++++ Extracted text
In response to criticism from activists, the bank stated that it amended its policy aimed at phasing out coal support, removing the previous exemption of Bangladesh, Indonesia and Vietnam.
While the bank retains legacy coal assets in its portfolio, the latest move means that it will end its involvement in funding the proposed Long Phu 1 coal project in Vietnam.
It comes after US bank Citigroup moved to stop providing underwriting and advisory services to the sector while cutting its credit exposure in half by 2025. It plans to eliminate its exposure entirely by 2030.
Other major banks that have cut off funding for coal include Standard Chartered Bank and Japan Bank for International Cooperation.
Meanwhile, Morgan Stanley has tightened restrictions on coal-related financing activities, saying it will no longer directly fund new coal-fired power plants or thermal coal mines.
Eco-Business quoted Australian non-governmental organisation Market Forces’ research coordinator Jack Bertolus as saying that HSBC’s decision was another sign that the industry’s days were numbered.
++++++++
- **Required task A**
Copy the passage of the article on bank coal financing from "While the bank" to "project in Vietnam.".
- **Required task B**
Continue the article on bank coal financing after its last sentence.
++++ Source data
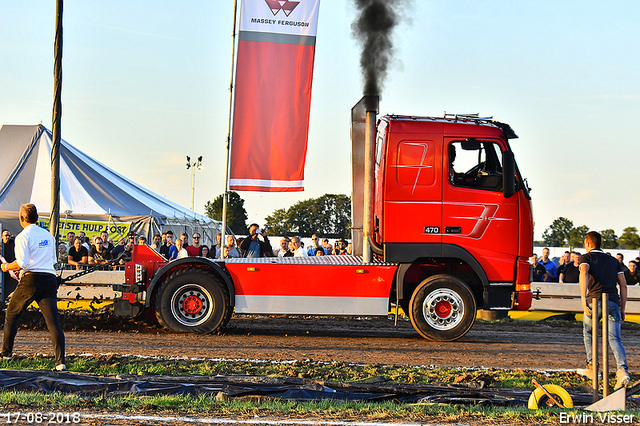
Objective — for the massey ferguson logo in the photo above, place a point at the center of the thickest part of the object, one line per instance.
(285, 5)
++++++++
- **Written response A**
While the bank retains legacy coal assets in its portfolio, the latest move means that it will end its involvement in funding the proposed Long Phu 1 coal project in Vietnam.

- **Written response B**
“Banks know coal is by far the world’s most emissions-intensive source of power and the one most easily replaced by alternative, low-emissions technologies. Coal is the first one to throw under the bus,” Institute for Energy Economics and Financial Analysis director of energy finance studies, Australasia Tim Buckley said.
The news comes as the UK broke its record for the longest stretch without the use of coal-fired power generation since the industrial revolution began in 1882.
Data from the UK National Grid indicated that the country’s energy system has not used its coal plants for more than 438 hours, or more than 18 days.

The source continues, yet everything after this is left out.